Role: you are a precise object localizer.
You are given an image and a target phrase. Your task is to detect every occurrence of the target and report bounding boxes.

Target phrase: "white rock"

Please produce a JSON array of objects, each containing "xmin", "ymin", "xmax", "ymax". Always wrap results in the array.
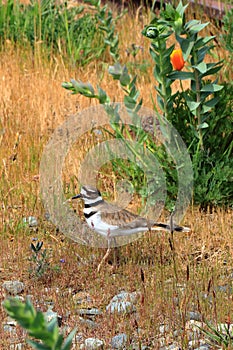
[{"xmin": 84, "ymin": 338, "xmax": 104, "ymax": 349}]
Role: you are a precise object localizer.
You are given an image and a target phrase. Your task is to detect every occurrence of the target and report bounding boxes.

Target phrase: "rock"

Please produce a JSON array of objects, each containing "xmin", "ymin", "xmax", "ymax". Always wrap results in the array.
[
  {"xmin": 106, "ymin": 300, "xmax": 136, "ymax": 314},
  {"xmin": 159, "ymin": 344, "xmax": 180, "ymax": 350},
  {"xmin": 188, "ymin": 339, "xmax": 208, "ymax": 349},
  {"xmin": 3, "ymin": 323, "xmax": 17, "ymax": 335},
  {"xmin": 9, "ymin": 344, "xmax": 25, "ymax": 350},
  {"xmin": 2, "ymin": 281, "xmax": 24, "ymax": 295},
  {"xmin": 217, "ymin": 323, "xmax": 233, "ymax": 334},
  {"xmin": 79, "ymin": 317, "xmax": 97, "ymax": 329},
  {"xmin": 106, "ymin": 291, "xmax": 138, "ymax": 314},
  {"xmin": 215, "ymin": 285, "xmax": 232, "ymax": 293},
  {"xmin": 185, "ymin": 320, "xmax": 202, "ymax": 341},
  {"xmin": 44, "ymin": 307, "xmax": 62, "ymax": 326},
  {"xmin": 73, "ymin": 291, "xmax": 93, "ymax": 307},
  {"xmin": 194, "ymin": 345, "xmax": 211, "ymax": 350},
  {"xmin": 23, "ymin": 216, "xmax": 38, "ymax": 227},
  {"xmin": 111, "ymin": 333, "xmax": 127, "ymax": 349},
  {"xmin": 84, "ymin": 337, "xmax": 104, "ymax": 349},
  {"xmin": 159, "ymin": 324, "xmax": 170, "ymax": 335},
  {"xmin": 110, "ymin": 291, "xmax": 139, "ymax": 304},
  {"xmin": 77, "ymin": 308, "xmax": 101, "ymax": 316},
  {"xmin": 187, "ymin": 311, "xmax": 202, "ymax": 322}
]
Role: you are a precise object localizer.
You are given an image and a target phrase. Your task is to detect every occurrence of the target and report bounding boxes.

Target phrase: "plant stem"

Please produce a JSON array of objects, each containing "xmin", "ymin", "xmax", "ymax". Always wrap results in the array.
[{"xmin": 193, "ymin": 54, "xmax": 203, "ymax": 149}]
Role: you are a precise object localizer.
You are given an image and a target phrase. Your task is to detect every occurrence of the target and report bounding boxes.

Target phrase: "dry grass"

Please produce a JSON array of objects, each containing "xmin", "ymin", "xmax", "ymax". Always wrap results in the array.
[{"xmin": 0, "ymin": 4, "xmax": 232, "ymax": 349}]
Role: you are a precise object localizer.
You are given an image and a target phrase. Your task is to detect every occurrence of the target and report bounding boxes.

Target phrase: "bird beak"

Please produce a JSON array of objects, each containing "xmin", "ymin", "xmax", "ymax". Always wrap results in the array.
[{"xmin": 72, "ymin": 194, "xmax": 81, "ymax": 200}]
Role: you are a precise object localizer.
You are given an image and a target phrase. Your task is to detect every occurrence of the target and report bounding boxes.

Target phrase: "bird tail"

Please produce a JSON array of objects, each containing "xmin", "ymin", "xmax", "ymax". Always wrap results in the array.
[{"xmin": 152, "ymin": 222, "xmax": 190, "ymax": 232}]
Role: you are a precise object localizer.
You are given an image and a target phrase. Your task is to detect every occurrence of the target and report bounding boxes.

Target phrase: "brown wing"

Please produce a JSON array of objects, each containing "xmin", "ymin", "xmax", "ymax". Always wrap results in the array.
[{"xmin": 99, "ymin": 201, "xmax": 155, "ymax": 229}]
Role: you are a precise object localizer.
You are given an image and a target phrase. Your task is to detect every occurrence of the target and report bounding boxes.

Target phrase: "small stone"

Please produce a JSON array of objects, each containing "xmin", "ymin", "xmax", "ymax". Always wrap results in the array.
[
  {"xmin": 84, "ymin": 337, "xmax": 104, "ymax": 349},
  {"xmin": 110, "ymin": 291, "xmax": 139, "ymax": 304},
  {"xmin": 44, "ymin": 307, "xmax": 62, "ymax": 326},
  {"xmin": 194, "ymin": 345, "xmax": 211, "ymax": 350},
  {"xmin": 111, "ymin": 333, "xmax": 127, "ymax": 349},
  {"xmin": 3, "ymin": 323, "xmax": 17, "ymax": 334},
  {"xmin": 217, "ymin": 323, "xmax": 233, "ymax": 334},
  {"xmin": 215, "ymin": 285, "xmax": 232, "ymax": 293},
  {"xmin": 79, "ymin": 317, "xmax": 97, "ymax": 329},
  {"xmin": 159, "ymin": 324, "xmax": 170, "ymax": 335},
  {"xmin": 2, "ymin": 281, "xmax": 24, "ymax": 295},
  {"xmin": 23, "ymin": 216, "xmax": 38, "ymax": 227},
  {"xmin": 106, "ymin": 291, "xmax": 138, "ymax": 314},
  {"xmin": 77, "ymin": 308, "xmax": 101, "ymax": 316},
  {"xmin": 9, "ymin": 344, "xmax": 25, "ymax": 350},
  {"xmin": 159, "ymin": 344, "xmax": 180, "ymax": 350},
  {"xmin": 187, "ymin": 311, "xmax": 202, "ymax": 322},
  {"xmin": 106, "ymin": 300, "xmax": 136, "ymax": 314},
  {"xmin": 73, "ymin": 291, "xmax": 93, "ymax": 307}
]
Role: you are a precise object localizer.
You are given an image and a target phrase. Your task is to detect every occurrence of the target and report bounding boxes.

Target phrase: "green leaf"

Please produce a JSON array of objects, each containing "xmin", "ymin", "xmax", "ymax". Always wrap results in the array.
[
  {"xmin": 204, "ymin": 96, "xmax": 219, "ymax": 108},
  {"xmin": 176, "ymin": 36, "xmax": 194, "ymax": 60},
  {"xmin": 201, "ymin": 84, "xmax": 223, "ymax": 92},
  {"xmin": 168, "ymin": 71, "xmax": 194, "ymax": 80},
  {"xmin": 97, "ymin": 86, "xmax": 109, "ymax": 104},
  {"xmin": 195, "ymin": 35, "xmax": 215, "ymax": 48},
  {"xmin": 194, "ymin": 62, "xmax": 207, "ymax": 73},
  {"xmin": 124, "ymin": 95, "xmax": 136, "ymax": 109},
  {"xmin": 176, "ymin": 1, "xmax": 189, "ymax": 17},
  {"xmin": 197, "ymin": 122, "xmax": 209, "ymax": 129},
  {"xmin": 201, "ymin": 104, "xmax": 212, "ymax": 114},
  {"xmin": 185, "ymin": 20, "xmax": 209, "ymax": 34},
  {"xmin": 27, "ymin": 339, "xmax": 51, "ymax": 350},
  {"xmin": 120, "ymin": 66, "xmax": 131, "ymax": 86},
  {"xmin": 202, "ymin": 64, "xmax": 223, "ymax": 77},
  {"xmin": 149, "ymin": 47, "xmax": 160, "ymax": 64},
  {"xmin": 187, "ymin": 101, "xmax": 201, "ymax": 111},
  {"xmin": 108, "ymin": 63, "xmax": 122, "ymax": 80},
  {"xmin": 61, "ymin": 328, "xmax": 77, "ymax": 350}
]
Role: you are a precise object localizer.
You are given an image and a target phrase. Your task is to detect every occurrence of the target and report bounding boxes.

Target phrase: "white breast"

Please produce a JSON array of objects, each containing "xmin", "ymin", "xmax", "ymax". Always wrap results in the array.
[{"xmin": 85, "ymin": 212, "xmax": 119, "ymax": 237}]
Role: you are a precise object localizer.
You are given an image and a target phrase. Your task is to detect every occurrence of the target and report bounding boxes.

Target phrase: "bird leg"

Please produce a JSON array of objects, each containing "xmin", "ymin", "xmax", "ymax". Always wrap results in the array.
[{"xmin": 97, "ymin": 229, "xmax": 111, "ymax": 272}]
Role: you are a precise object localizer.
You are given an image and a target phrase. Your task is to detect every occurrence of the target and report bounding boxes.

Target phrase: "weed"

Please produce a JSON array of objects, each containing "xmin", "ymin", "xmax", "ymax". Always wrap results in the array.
[
  {"xmin": 29, "ymin": 241, "xmax": 60, "ymax": 278},
  {"xmin": 3, "ymin": 297, "xmax": 76, "ymax": 350}
]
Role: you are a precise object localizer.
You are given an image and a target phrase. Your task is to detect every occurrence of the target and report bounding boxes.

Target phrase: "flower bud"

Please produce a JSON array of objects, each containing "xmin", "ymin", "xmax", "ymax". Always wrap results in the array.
[{"xmin": 170, "ymin": 49, "xmax": 185, "ymax": 71}]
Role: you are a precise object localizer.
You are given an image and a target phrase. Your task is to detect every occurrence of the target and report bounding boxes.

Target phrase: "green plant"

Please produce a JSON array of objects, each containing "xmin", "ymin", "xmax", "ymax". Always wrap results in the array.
[
  {"xmin": 0, "ymin": 0, "xmax": 123, "ymax": 66},
  {"xmin": 63, "ymin": 1, "xmax": 232, "ymax": 208},
  {"xmin": 142, "ymin": 1, "xmax": 232, "ymax": 208},
  {"xmin": 221, "ymin": 8, "xmax": 233, "ymax": 53},
  {"xmin": 3, "ymin": 297, "xmax": 76, "ymax": 350},
  {"xmin": 171, "ymin": 83, "xmax": 233, "ymax": 207},
  {"xmin": 62, "ymin": 65, "xmax": 179, "ymax": 209},
  {"xmin": 29, "ymin": 241, "xmax": 52, "ymax": 278},
  {"xmin": 198, "ymin": 321, "xmax": 233, "ymax": 348}
]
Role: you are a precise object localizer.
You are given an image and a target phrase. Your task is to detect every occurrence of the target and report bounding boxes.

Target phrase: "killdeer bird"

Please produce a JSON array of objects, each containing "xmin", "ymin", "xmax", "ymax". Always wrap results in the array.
[{"xmin": 72, "ymin": 185, "xmax": 190, "ymax": 271}]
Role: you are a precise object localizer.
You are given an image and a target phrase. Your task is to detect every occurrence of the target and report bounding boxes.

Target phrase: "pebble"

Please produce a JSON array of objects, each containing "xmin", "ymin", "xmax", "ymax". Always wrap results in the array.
[
  {"xmin": 194, "ymin": 345, "xmax": 211, "ymax": 350},
  {"xmin": 83, "ymin": 337, "xmax": 104, "ymax": 349},
  {"xmin": 106, "ymin": 300, "xmax": 136, "ymax": 314},
  {"xmin": 106, "ymin": 291, "xmax": 138, "ymax": 314},
  {"xmin": 77, "ymin": 308, "xmax": 101, "ymax": 316},
  {"xmin": 217, "ymin": 323, "xmax": 233, "ymax": 333},
  {"xmin": 9, "ymin": 344, "xmax": 25, "ymax": 350},
  {"xmin": 2, "ymin": 281, "xmax": 24, "ymax": 295},
  {"xmin": 23, "ymin": 216, "xmax": 38, "ymax": 227},
  {"xmin": 3, "ymin": 323, "xmax": 17, "ymax": 335},
  {"xmin": 110, "ymin": 291, "xmax": 139, "ymax": 304},
  {"xmin": 187, "ymin": 311, "xmax": 202, "ymax": 322},
  {"xmin": 159, "ymin": 344, "xmax": 180, "ymax": 350},
  {"xmin": 79, "ymin": 316, "xmax": 97, "ymax": 329},
  {"xmin": 44, "ymin": 307, "xmax": 62, "ymax": 326},
  {"xmin": 111, "ymin": 333, "xmax": 127, "ymax": 349}
]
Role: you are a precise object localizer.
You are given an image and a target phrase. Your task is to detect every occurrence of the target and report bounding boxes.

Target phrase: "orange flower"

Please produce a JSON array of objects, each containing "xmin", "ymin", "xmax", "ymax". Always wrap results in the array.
[{"xmin": 170, "ymin": 49, "xmax": 185, "ymax": 71}]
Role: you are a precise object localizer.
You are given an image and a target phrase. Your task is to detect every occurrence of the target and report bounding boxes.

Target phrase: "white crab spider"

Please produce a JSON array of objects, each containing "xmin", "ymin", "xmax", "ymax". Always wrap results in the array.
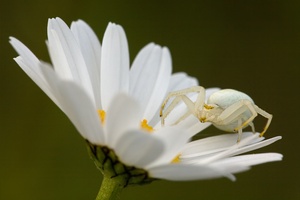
[{"xmin": 160, "ymin": 86, "xmax": 272, "ymax": 142}]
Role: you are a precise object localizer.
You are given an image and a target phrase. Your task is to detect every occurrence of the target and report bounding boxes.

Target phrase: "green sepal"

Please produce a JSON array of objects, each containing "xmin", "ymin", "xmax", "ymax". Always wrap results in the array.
[{"xmin": 86, "ymin": 141, "xmax": 156, "ymax": 187}]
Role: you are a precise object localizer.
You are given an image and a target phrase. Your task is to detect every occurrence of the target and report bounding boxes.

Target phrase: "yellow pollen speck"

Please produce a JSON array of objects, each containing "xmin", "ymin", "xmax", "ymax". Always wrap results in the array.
[
  {"xmin": 200, "ymin": 117, "xmax": 206, "ymax": 123},
  {"xmin": 140, "ymin": 119, "xmax": 154, "ymax": 133},
  {"xmin": 204, "ymin": 104, "xmax": 214, "ymax": 110},
  {"xmin": 98, "ymin": 110, "xmax": 106, "ymax": 124},
  {"xmin": 171, "ymin": 154, "xmax": 181, "ymax": 163}
]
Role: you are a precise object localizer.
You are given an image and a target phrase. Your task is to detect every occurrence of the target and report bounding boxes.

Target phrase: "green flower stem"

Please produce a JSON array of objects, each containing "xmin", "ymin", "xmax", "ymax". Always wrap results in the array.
[{"xmin": 96, "ymin": 175, "xmax": 124, "ymax": 200}]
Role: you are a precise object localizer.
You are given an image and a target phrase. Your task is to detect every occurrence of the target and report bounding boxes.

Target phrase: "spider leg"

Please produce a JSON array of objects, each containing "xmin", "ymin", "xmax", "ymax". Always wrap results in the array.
[
  {"xmin": 233, "ymin": 100, "xmax": 258, "ymax": 132},
  {"xmin": 172, "ymin": 95, "xmax": 199, "ymax": 125},
  {"xmin": 216, "ymin": 100, "xmax": 256, "ymax": 128},
  {"xmin": 161, "ymin": 96, "xmax": 183, "ymax": 125},
  {"xmin": 216, "ymin": 100, "xmax": 272, "ymax": 138},
  {"xmin": 213, "ymin": 100, "xmax": 257, "ymax": 142},
  {"xmin": 253, "ymin": 105, "xmax": 273, "ymax": 137},
  {"xmin": 161, "ymin": 95, "xmax": 197, "ymax": 125},
  {"xmin": 235, "ymin": 103, "xmax": 272, "ymax": 137},
  {"xmin": 237, "ymin": 119, "xmax": 255, "ymax": 142},
  {"xmin": 249, "ymin": 122, "xmax": 256, "ymax": 133},
  {"xmin": 160, "ymin": 86, "xmax": 205, "ymax": 116},
  {"xmin": 237, "ymin": 119, "xmax": 243, "ymax": 142},
  {"xmin": 160, "ymin": 86, "xmax": 206, "ymax": 125}
]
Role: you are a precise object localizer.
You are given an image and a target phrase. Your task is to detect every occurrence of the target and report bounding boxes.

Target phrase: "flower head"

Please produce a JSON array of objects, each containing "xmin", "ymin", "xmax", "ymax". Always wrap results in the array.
[{"xmin": 10, "ymin": 17, "xmax": 282, "ymax": 186}]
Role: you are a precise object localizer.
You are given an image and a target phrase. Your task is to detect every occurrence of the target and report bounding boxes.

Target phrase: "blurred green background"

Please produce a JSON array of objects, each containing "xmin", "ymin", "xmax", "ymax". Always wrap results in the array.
[{"xmin": 1, "ymin": 0, "xmax": 299, "ymax": 199}]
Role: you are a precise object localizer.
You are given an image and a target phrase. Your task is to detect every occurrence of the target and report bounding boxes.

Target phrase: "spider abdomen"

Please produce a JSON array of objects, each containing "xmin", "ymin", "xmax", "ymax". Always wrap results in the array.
[
  {"xmin": 208, "ymin": 89, "xmax": 254, "ymax": 108},
  {"xmin": 208, "ymin": 89, "xmax": 254, "ymax": 132}
]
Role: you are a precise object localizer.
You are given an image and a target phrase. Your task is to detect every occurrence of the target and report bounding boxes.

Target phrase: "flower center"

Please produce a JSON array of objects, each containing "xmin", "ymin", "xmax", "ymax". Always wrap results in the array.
[
  {"xmin": 98, "ymin": 110, "xmax": 106, "ymax": 124},
  {"xmin": 98, "ymin": 110, "xmax": 154, "ymax": 133},
  {"xmin": 171, "ymin": 154, "xmax": 181, "ymax": 163},
  {"xmin": 140, "ymin": 119, "xmax": 154, "ymax": 132}
]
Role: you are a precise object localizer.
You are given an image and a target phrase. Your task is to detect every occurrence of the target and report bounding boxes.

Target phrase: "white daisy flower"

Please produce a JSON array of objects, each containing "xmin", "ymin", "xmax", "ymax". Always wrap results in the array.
[{"xmin": 10, "ymin": 17, "xmax": 282, "ymax": 187}]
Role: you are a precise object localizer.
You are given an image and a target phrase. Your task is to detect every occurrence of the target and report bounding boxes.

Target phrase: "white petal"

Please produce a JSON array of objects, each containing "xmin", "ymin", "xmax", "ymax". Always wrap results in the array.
[
  {"xmin": 143, "ymin": 47, "xmax": 172, "ymax": 120},
  {"xmin": 209, "ymin": 163, "xmax": 250, "ymax": 178},
  {"xmin": 149, "ymin": 163, "xmax": 240, "ymax": 181},
  {"xmin": 47, "ymin": 18, "xmax": 95, "ymax": 101},
  {"xmin": 175, "ymin": 115, "xmax": 212, "ymax": 138},
  {"xmin": 101, "ymin": 23, "xmax": 129, "ymax": 110},
  {"xmin": 213, "ymin": 153, "xmax": 283, "ymax": 167},
  {"xmin": 40, "ymin": 63, "xmax": 104, "ymax": 145},
  {"xmin": 224, "ymin": 136, "xmax": 282, "ymax": 158},
  {"xmin": 146, "ymin": 126, "xmax": 191, "ymax": 168},
  {"xmin": 193, "ymin": 134, "xmax": 281, "ymax": 164},
  {"xmin": 129, "ymin": 43, "xmax": 172, "ymax": 120},
  {"xmin": 105, "ymin": 93, "xmax": 142, "ymax": 147},
  {"xmin": 129, "ymin": 43, "xmax": 158, "ymax": 112},
  {"xmin": 9, "ymin": 37, "xmax": 61, "ymax": 108},
  {"xmin": 47, "ymin": 25, "xmax": 72, "ymax": 79},
  {"xmin": 181, "ymin": 132, "xmax": 256, "ymax": 159},
  {"xmin": 168, "ymin": 72, "xmax": 198, "ymax": 92},
  {"xmin": 71, "ymin": 20, "xmax": 102, "ymax": 109},
  {"xmin": 10, "ymin": 37, "xmax": 40, "ymax": 68},
  {"xmin": 114, "ymin": 130, "xmax": 165, "ymax": 168}
]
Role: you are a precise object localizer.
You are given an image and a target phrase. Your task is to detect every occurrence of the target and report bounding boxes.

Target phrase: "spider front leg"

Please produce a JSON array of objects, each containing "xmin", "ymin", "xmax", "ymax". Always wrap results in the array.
[
  {"xmin": 160, "ymin": 86, "xmax": 206, "ymax": 126},
  {"xmin": 160, "ymin": 95, "xmax": 195, "ymax": 125}
]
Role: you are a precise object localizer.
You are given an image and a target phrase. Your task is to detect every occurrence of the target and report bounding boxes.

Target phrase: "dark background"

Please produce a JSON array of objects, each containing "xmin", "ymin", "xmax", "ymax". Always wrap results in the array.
[{"xmin": 1, "ymin": 0, "xmax": 299, "ymax": 199}]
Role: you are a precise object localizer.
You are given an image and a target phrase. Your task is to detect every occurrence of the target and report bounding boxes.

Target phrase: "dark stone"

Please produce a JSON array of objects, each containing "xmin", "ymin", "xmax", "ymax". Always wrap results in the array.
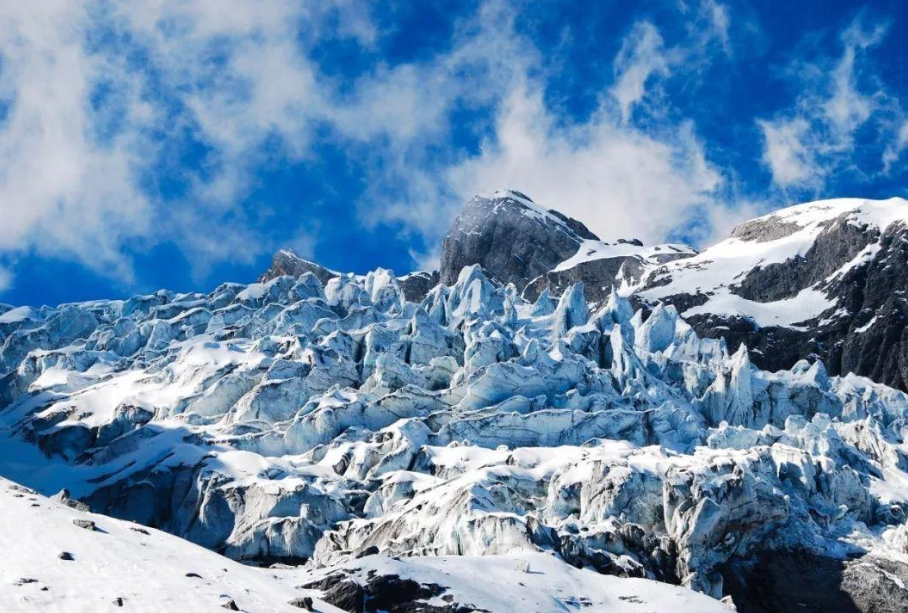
[
  {"xmin": 259, "ymin": 249, "xmax": 339, "ymax": 285},
  {"xmin": 398, "ymin": 271, "xmax": 440, "ymax": 303},
  {"xmin": 523, "ymin": 256, "xmax": 645, "ymax": 304},
  {"xmin": 321, "ymin": 577, "xmax": 366, "ymax": 612},
  {"xmin": 439, "ymin": 191, "xmax": 597, "ymax": 289},
  {"xmin": 720, "ymin": 549, "xmax": 908, "ymax": 613},
  {"xmin": 58, "ymin": 551, "xmax": 75, "ymax": 561},
  {"xmin": 72, "ymin": 519, "xmax": 96, "ymax": 531},
  {"xmin": 113, "ymin": 597, "xmax": 125, "ymax": 607},
  {"xmin": 651, "ymin": 218, "xmax": 908, "ymax": 391},
  {"xmin": 289, "ymin": 596, "xmax": 314, "ymax": 610},
  {"xmin": 222, "ymin": 599, "xmax": 240, "ymax": 611}
]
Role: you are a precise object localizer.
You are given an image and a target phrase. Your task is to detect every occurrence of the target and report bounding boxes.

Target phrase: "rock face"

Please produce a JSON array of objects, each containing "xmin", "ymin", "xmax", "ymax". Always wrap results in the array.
[
  {"xmin": 259, "ymin": 249, "xmax": 339, "ymax": 285},
  {"xmin": 438, "ymin": 190, "xmax": 695, "ymax": 303},
  {"xmin": 641, "ymin": 197, "xmax": 908, "ymax": 391},
  {"xmin": 439, "ymin": 190, "xmax": 599, "ymax": 289}
]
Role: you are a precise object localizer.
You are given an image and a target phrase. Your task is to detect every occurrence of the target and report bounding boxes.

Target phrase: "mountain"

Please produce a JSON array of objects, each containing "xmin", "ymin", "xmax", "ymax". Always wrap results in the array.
[
  {"xmin": 438, "ymin": 192, "xmax": 908, "ymax": 392},
  {"xmin": 438, "ymin": 191, "xmax": 695, "ymax": 303},
  {"xmin": 3, "ymin": 192, "xmax": 908, "ymax": 611},
  {"xmin": 641, "ymin": 197, "xmax": 908, "ymax": 391}
]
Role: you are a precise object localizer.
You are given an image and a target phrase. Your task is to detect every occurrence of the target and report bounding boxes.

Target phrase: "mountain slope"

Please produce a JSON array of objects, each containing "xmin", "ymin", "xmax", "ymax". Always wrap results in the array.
[
  {"xmin": 2, "ymin": 261, "xmax": 908, "ymax": 610},
  {"xmin": 641, "ymin": 197, "xmax": 908, "ymax": 390},
  {"xmin": 0, "ymin": 477, "xmax": 735, "ymax": 613},
  {"xmin": 0, "ymin": 476, "xmax": 341, "ymax": 613},
  {"xmin": 439, "ymin": 190, "xmax": 695, "ymax": 303}
]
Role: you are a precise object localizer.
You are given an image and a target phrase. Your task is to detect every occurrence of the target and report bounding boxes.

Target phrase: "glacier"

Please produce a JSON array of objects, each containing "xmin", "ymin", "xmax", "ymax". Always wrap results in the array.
◇ ◇ ◇ ◇
Each line that has the word "green" counts once. How many such lines are in the data? Give the number alone.

> [Solution for this exercise]: 5